[Dataset records]
****
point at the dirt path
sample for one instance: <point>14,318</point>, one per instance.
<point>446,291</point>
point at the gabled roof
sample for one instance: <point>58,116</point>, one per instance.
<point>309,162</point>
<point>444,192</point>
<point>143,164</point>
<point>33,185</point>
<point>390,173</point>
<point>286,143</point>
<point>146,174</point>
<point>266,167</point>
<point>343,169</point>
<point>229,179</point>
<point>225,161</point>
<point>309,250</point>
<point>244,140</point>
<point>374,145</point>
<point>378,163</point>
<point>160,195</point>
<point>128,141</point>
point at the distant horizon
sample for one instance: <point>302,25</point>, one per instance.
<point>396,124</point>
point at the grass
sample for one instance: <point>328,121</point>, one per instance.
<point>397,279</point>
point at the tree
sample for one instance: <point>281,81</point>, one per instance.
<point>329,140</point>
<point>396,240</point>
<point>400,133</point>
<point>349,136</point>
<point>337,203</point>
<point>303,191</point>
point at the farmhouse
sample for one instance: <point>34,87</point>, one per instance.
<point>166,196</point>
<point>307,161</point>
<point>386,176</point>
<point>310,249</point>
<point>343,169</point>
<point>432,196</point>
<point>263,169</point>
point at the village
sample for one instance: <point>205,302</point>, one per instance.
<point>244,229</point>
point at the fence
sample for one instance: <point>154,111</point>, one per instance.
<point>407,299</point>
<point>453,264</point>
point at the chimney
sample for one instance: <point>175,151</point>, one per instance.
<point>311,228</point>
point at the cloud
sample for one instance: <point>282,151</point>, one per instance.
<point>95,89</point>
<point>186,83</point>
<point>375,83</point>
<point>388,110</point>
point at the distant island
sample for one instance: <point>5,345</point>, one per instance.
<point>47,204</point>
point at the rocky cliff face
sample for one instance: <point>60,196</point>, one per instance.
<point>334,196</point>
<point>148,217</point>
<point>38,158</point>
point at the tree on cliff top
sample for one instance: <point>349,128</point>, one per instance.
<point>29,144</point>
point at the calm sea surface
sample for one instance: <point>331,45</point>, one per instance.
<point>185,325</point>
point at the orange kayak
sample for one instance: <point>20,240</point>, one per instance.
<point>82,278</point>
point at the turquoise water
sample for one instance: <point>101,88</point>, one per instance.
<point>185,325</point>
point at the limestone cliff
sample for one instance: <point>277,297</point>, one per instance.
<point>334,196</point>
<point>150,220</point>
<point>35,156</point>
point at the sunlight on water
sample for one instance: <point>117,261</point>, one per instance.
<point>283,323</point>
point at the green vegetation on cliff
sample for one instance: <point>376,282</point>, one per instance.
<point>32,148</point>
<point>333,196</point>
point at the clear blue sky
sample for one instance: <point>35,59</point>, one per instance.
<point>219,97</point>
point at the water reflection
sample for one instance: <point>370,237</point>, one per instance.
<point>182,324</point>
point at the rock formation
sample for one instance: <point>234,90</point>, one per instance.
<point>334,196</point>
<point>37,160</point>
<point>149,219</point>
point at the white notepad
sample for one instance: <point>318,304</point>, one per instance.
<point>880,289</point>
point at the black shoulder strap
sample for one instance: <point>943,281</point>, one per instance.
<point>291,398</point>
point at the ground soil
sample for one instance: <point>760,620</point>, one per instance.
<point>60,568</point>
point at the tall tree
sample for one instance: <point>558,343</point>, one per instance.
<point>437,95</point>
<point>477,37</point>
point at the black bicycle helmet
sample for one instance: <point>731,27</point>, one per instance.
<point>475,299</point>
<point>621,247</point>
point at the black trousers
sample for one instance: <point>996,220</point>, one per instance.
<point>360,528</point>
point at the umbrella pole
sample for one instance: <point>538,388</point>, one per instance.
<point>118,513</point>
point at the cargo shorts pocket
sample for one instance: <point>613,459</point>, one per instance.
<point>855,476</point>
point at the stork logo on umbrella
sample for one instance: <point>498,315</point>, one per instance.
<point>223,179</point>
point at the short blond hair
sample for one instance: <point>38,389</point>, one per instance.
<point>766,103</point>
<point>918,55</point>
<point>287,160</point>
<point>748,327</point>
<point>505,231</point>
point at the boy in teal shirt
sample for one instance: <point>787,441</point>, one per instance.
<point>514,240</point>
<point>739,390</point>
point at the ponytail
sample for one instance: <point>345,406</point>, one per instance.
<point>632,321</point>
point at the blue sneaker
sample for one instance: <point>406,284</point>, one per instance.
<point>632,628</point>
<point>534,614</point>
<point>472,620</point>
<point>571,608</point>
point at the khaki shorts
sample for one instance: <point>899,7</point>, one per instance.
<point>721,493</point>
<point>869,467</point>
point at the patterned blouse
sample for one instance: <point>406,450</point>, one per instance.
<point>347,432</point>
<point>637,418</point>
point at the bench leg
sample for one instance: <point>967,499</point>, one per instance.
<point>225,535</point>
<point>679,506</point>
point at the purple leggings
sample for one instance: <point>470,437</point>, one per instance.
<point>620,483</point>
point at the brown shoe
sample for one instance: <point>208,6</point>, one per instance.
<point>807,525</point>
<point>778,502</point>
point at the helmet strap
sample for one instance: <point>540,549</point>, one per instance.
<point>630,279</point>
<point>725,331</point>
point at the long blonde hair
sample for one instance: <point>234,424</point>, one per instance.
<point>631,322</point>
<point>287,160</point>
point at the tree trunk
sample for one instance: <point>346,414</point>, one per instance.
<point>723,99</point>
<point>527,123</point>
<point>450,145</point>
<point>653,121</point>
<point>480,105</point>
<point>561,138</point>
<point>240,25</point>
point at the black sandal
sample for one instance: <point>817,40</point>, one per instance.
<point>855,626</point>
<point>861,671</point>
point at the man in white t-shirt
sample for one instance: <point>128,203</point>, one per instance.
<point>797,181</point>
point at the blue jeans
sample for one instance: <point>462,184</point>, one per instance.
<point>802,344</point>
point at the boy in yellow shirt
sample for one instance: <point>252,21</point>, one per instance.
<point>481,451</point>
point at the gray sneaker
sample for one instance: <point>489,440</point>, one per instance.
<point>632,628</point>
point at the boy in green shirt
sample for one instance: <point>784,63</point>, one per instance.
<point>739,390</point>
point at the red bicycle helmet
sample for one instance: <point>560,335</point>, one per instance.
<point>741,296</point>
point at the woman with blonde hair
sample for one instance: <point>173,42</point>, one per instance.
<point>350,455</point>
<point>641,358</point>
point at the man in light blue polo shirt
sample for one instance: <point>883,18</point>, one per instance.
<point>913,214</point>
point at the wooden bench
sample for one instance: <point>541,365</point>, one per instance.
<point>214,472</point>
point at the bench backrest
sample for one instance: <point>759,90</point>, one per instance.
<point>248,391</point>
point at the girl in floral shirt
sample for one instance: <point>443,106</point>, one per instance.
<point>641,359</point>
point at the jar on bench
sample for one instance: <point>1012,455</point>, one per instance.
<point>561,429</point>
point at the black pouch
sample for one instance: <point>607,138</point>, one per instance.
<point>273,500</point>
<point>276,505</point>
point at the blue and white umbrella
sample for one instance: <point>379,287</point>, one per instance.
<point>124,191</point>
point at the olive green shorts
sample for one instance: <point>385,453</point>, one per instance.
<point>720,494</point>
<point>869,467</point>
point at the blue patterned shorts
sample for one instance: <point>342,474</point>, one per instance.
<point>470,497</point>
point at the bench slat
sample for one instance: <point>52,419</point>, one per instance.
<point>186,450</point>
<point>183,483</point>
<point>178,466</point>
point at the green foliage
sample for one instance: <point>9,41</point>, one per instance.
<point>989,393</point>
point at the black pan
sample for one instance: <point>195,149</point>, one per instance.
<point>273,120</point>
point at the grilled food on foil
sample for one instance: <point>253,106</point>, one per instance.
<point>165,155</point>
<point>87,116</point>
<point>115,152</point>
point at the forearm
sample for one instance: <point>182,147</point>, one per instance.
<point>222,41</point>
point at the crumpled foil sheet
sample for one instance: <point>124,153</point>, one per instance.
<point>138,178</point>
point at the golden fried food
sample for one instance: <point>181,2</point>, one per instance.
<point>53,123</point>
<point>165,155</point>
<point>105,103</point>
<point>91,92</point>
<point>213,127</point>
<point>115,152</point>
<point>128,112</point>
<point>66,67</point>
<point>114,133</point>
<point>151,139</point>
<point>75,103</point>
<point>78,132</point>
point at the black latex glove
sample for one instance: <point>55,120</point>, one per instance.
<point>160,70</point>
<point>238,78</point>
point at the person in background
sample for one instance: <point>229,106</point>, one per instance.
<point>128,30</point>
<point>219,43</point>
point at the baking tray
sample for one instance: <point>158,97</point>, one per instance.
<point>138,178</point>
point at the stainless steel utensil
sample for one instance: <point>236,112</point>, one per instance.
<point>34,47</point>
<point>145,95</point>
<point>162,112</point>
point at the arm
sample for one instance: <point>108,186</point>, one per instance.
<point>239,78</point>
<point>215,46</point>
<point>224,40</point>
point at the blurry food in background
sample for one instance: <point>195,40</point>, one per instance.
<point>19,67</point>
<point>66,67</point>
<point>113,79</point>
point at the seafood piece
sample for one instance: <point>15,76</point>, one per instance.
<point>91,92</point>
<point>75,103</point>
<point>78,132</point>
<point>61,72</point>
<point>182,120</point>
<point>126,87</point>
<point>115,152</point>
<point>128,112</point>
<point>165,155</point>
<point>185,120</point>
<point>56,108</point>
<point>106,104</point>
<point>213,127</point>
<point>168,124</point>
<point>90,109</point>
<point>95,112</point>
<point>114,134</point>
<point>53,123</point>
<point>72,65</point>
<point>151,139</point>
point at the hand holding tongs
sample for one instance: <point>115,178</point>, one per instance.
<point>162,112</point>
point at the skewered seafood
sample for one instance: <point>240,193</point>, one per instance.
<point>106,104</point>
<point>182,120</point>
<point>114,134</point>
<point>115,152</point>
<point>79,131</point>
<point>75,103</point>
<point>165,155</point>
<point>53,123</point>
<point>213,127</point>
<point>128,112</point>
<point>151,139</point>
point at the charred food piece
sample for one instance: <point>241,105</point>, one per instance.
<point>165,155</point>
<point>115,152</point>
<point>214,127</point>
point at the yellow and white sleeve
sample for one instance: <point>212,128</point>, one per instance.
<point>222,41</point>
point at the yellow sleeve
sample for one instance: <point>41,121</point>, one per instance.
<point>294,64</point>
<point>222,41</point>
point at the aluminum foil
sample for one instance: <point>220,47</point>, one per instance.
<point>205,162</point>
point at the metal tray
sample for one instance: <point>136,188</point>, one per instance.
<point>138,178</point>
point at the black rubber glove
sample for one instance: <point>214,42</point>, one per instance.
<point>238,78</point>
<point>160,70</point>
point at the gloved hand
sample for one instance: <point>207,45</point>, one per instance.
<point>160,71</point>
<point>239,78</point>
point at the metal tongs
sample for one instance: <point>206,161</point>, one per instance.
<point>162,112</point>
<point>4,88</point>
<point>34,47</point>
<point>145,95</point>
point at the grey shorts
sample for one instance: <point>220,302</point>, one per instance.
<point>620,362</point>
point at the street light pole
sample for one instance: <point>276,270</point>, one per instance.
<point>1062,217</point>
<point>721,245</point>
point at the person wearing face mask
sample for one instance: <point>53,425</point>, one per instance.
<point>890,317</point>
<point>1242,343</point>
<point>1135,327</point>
****
* [Exercise objective]
Could you extract everything from the start of the records down to the line containing "<point>303,191</point>", including that line, and copy those lines unchanged?

* [Written solution]
point at the dirt path
sample for one instance: <point>14,318</point>, one per instance.
<point>446,291</point>
point at the gabled roof
sample for one instance: <point>58,116</point>, one per instance.
<point>309,162</point>
<point>444,192</point>
<point>143,164</point>
<point>33,185</point>
<point>390,173</point>
<point>286,143</point>
<point>146,174</point>
<point>266,167</point>
<point>343,169</point>
<point>229,179</point>
<point>225,161</point>
<point>309,250</point>
<point>244,140</point>
<point>374,145</point>
<point>378,163</point>
<point>160,195</point>
<point>128,141</point>
point at the distant horizon
sample for one instance: <point>302,25</point>, one per instance.
<point>396,124</point>
point at the grass
sample for one instance: <point>328,121</point>, one per instance.
<point>397,279</point>
point at the tree
sample for one instance: <point>281,81</point>, one per instance.
<point>329,140</point>
<point>396,240</point>
<point>400,133</point>
<point>349,136</point>
<point>337,203</point>
<point>303,191</point>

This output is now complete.